(PASSAGE PROVIDED)
▼
Look at that, we get a smart scan! Of course, we can tell that we see a smart scan because the number of bytes returned is lower than the number of bytes eligible for offload. With this information in tow, I ran an exachk against the database, also looking for any nondefault parameters. Nothing special there.

At this point, Kerry got involved, and sent an email to one of his friends inside of Oracle. We were told that it may be due to a database left in a timezone upgrade state - something I hadn't really thought of. This is a new 11.2.0.3 database, and the client most likely hasn't done anything with the timezones. I started digging around on MOS and found a note about timezone upgrades in 11.2 (Updating the RDBMS DST version in 11g Release 2 (11.2.0.1 and up) using DBMS_DST (Doc ID 977512.1)). It gave me a few pointers to see what was going on:

SQL> SELECT PROPERTY_NAME, SUBSTR(property_value, 1, 30) value
2 FROM DATABASE_PROPERTIES
3 WHERE PROPERTY_NAME LIKE 'DST_%'
4 ORDER BY PROPERTY_NAME;

PROPERTY_NAME		       VALUE
------------------------------ ------------------------------
DST_PRIMARY_TT_VERSION	       14
DST_SECONDARY_TT_VERSION       4
DST_UPGRADE_STATE	       DATAPUMP(1)
▲
(REQUIRED ACTIONS)
a) Condense the paragraph beginning "At this point, Kerry got involved" from the smart scan write-up into a short bulleted list that keeps its main facts.
b) Pick up the smart scan write-up right after its last line and carry the account forward.

(AVAILABLE DATA)
▼
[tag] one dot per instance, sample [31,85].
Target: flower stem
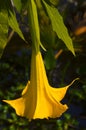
▲
(TASK ANSWERS)
a)
- Kerry emailed a friend inside Oracle.
- The reply suggested the database might have been left in a timezone upgrade state, a possibility the writer hadn't considered.
- The database is a new 11.2.0.3 install, and the client has most likely done nothing with timezones.
- A search of MOS turned up a note on timezone upgrades in 11.2: "Updating the RDBMS DST version in 11g Release 2 (11.2.0.1 and up) using DBMS_DST" (Doc ID 977512.1).
- The note gave pointers for checking the database's state.

b)
When I saw this, I new something was off. The note said to clean up any pending data pump jobs, of which there were 2 that were not running. Even after cleaning those jobs up, the upgrade state still continued to be "DATAPUMP(1)" - which didn't have many hits on Metalink. I did find one more note that would help, though - "DataPump Import Fails With Errors ORA-39097 ORA-39065 ORA-56935 (Doc ID 1307959.1)" - this note mentioned a bug that is still under investigation, along with a workaround:

USER@DUMB> ALTER SESSION SET EVENTS '30090 TRACE NAME CONTEXT FOREVER, LEVEL 32';

Session altered.

USER@DUMB> exec dbms_dst.unload_secondary;

PL/SQL procedure successfully completed.

USER@DUMB> SELECT PROPERTY_NAME, SUBSTR(property_value, 1, 30) value
2 FROM DATABASE_PROPERTIES
3 WHERE PROPERTY_NAME LIKE 'DST_%'
4 ORDER BY PROPERTY_NAME;

PROPERTY_NAME		       VALUE
------------------------------ ------------------------------
DST_PRIMARY_TT_VERSION	       14
DST_SECONDARY_TT_VERSION       0
DST_UPGRADE_STATE	       NONE

After running these steps, I tried running the smart scan one more time:

USER@DUMB> select count(*) from acolvin_test;

COUNT(*)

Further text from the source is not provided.